>> Start Given passage

# A8 (With Piccies)



## W7 PMC (May 6, 2002)

Can't go into too much detail but another contender has entered the picture.

Was totally set for a new 730d SE but could now have a possible alternative of a new A8 3.0 Quattro tdi for the same money as the Bimmer or a 3.0 Quattro tdi Exec for about £30 per month more.

On paper not much in it other than the Audi is 1 sec quicker to 62 & does an extra 1 1/2mpg combined. Kit levels are similar & of course the A8 is a slightly newer model as the current 7 Series has been around for a couple of years now.

Big decision as have to keep the car for 2yrs.


----------



## andyTT180 (Mar 19, 2010)

7 series, the A8 looks very bland IMO or how about the new Jaguar XJ 3.0d, easily better looking than the Germans and it seems to get some amazing reviews http://www.whatcar.com/car-reviews/jagu ... InTheCabin


----------



## jbell (May 15, 2006)

There are so many deals around for larger cars ATM, I was offered a 730D for £350 PCM on 4+23 with 10k per year, the company had 6 of them on a cancelled lease!!!!!

I would shop around, the Jag is stunning


----------



## W7 PMC (May 6, 2002)

andyTT180 said:


> 7 series, the A8 looks very bland IMO or how about the new Jaguar XJ 3.0d, easily better looking than the Germans and it seems to get some amazing reviews http://www.whatcar.com/car-reviews/jagu ... InTheCabin


No deals on the XJ or in fact any Jag currently. I can only assume they have production slots filled as nothing on offer.


----------



## W7 PMC (May 6, 2002)

jbell said:


> There are so many deals around for larger cars ATM, I was offered a 730D for £350 PCM on 4+23 with 10k per year, the company had 6 of them on a cancelled lease!!!!!
> 
> I would shop around, the Jag is stunning


That's the deal i'm about to take on the BMW, however Audi has entered the frame & it's fair to say they couldn't get anywhere near the price last week but an offer is now on the table.

Not aware of any other deals around at similar price levels on large Exec saloons.


----------



## Kell (May 28, 2002)

I would have the A8, but that's based on nothing more than I prefer Audis (says the man who got rid of an A4 and a TT to buy a 5 series and a Mini :roll: ).

If they're similar on paper, how are they on the road? Which offers the most convenience in terms of where the dealer is? etc etc.


----------



## YELLOW_TT (Feb 25, 2004)

I think the BMW looks much nicer but once the bad weather arrives I think I would wish I had picked the Audi


----------



## andyTT180 (Mar 19, 2010)

W7 PMC said:


> andyTT180 said:
> 
> 
> > 7 series, the A8 looks very bland IMO or how about the new Jaguar XJ 3.0d, easily better looking than the Germans and it seems to get some amazing reviews http://www.whatcar.com/car-reviews/jagu ... InTheCabin
> ...


I'd definately say BMW then, the new 7 series is a handsome looking motor 8)


----------



## jbell (May 15, 2006)

>> End Given passage
>> Start Given entries

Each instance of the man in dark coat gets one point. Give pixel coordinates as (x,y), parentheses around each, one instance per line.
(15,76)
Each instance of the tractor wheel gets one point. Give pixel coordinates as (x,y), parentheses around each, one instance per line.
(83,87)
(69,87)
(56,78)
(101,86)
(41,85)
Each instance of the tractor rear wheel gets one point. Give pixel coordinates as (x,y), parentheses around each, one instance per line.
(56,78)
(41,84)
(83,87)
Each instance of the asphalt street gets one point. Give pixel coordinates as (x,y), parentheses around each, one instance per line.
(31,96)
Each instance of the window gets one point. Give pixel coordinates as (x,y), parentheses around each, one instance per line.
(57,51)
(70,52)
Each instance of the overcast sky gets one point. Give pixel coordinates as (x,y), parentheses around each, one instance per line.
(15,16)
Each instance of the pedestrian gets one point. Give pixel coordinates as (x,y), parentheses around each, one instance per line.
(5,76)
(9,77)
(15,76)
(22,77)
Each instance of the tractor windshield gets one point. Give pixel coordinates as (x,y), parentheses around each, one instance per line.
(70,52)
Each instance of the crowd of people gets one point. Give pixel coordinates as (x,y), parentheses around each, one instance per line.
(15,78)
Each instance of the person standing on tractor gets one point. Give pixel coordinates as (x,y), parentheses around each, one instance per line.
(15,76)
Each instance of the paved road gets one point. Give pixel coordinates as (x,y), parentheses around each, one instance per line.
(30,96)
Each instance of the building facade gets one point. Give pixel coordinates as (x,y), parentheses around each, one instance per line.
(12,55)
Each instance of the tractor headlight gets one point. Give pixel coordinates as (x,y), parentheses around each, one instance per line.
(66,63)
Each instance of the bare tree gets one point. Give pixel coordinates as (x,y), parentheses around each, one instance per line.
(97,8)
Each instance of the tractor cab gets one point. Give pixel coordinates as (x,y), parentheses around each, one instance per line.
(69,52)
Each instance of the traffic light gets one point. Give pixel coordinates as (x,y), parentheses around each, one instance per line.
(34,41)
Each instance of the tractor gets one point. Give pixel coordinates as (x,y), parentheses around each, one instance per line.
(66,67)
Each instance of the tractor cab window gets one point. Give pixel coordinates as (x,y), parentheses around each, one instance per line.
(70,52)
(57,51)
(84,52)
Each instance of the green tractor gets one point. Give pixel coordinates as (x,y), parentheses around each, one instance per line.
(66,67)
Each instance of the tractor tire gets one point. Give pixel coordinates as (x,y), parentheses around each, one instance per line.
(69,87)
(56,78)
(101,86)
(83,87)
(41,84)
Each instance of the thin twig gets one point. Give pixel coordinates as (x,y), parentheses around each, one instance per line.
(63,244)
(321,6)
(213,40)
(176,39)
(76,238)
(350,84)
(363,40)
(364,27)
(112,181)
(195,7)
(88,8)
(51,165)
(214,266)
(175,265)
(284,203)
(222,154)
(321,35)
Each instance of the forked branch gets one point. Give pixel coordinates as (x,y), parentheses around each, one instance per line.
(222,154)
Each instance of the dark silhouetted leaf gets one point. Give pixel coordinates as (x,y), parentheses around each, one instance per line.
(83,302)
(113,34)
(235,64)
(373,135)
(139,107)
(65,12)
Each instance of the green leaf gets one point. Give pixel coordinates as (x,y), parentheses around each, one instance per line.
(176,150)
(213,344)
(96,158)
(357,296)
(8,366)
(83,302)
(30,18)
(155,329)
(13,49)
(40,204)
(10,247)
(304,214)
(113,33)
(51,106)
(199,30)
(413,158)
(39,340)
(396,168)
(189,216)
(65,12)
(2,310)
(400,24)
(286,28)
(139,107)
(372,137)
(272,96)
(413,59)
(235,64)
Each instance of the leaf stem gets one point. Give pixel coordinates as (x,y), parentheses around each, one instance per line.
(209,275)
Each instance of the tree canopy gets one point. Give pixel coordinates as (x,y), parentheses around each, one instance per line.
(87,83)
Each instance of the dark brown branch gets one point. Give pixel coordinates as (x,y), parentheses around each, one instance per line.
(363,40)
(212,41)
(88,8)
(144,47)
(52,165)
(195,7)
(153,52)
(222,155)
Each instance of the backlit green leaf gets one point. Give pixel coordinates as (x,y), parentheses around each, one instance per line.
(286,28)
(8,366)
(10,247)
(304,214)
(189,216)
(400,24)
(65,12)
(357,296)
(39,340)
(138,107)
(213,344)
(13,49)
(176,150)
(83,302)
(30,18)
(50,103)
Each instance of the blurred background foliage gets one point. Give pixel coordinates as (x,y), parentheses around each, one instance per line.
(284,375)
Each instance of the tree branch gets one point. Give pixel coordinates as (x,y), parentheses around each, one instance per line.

>> End Given entries

Directive A:
Condense the paragraph of the A8 thread that begins "On paper not much in it" into a short bulleted list that keeps its main facts.
Directive B:
Write the next part of the A8 thread, picking up right after its final line.
The items play no part in this.

Exercise output A:
- On paper, there is little between the two cars.
- The Audi is 1 second quicker to 62.
- The Audi does an extra 1 1/2 mpg combined.
- Kit levels are similar.
- The A8 is a slightly newer model, since the current 7 Series has been around for a couple of years.

Exercise output B:
W7 PMC said:


> jbell said:
> 
> 
> > There are so many deals around for larger cars ATM, I was offered a 730D for £350 PCM on 4+23 with 10k per year, the company had 6 of them on a cancelled lease!!!!!
> ...


Screw them to the ground, they will deal just to get the business, sales of cars that size are going down constantly. I was offered a C63AMG with Sport Pack for £420 on 6+23 2 months ago!!!!!!!!!!

Try http://www.contracthireandleasing.co.uk


----------



## W7 PMC (May 6, 2002)

Kell said:


> I would have the A8, but that's based on nothing more than I prefer Audis (says the man who got rid of an A4 and a TT to buy a 5 series and a Mini :roll: ).
> 
> If they're similar on paper, how are they on the road? Which offers the most convenience in terms of where the dealer is? etc etc.


Really nothing in it in most areas. The only key points are the Audi is Quattro & a touch more economical, but i've owned an A8 (previous model) & S8 (previous previous model), never a 7 Series.

In the flesh the 7 Series is a tad better looking & has a few more toys, plus in my mind the interior is slightly nicer, although the A8 has a few nice touches.

Bit of an odd one really as not a question i thought i'd be asking myself as all but ordered the 7.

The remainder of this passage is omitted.